Problem: If an entry holds a picture, leave the picture out and copy the rest of the listing exactly.

========

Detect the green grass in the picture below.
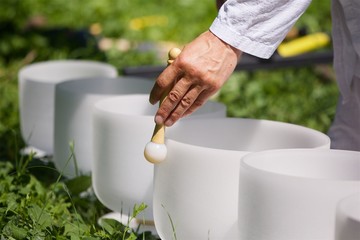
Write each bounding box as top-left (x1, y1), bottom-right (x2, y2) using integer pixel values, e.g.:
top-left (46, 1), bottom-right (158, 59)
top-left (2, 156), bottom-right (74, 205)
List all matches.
top-left (0, 154), bottom-right (155, 239)
top-left (217, 66), bottom-right (338, 133)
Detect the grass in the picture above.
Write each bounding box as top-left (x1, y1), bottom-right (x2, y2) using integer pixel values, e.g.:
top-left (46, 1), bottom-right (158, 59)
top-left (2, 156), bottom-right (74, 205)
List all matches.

========

Exercise result:
Detect the green grass in the picture below.
Write each bounding box as top-left (x1, y1), bottom-right (x2, y2) using integer pixel values, e.g.:
top-left (46, 1), bottom-right (158, 59)
top-left (2, 156), bottom-right (74, 205)
List all matches.
top-left (0, 154), bottom-right (155, 239)
top-left (217, 66), bottom-right (338, 133)
Detect the grass in the picture above.
Write each bounding box as top-left (x1, y1), bottom-right (x2, y2) using integer pixel values, e.g.:
top-left (46, 1), bottom-right (158, 59)
top-left (2, 156), bottom-right (74, 205)
List all matches.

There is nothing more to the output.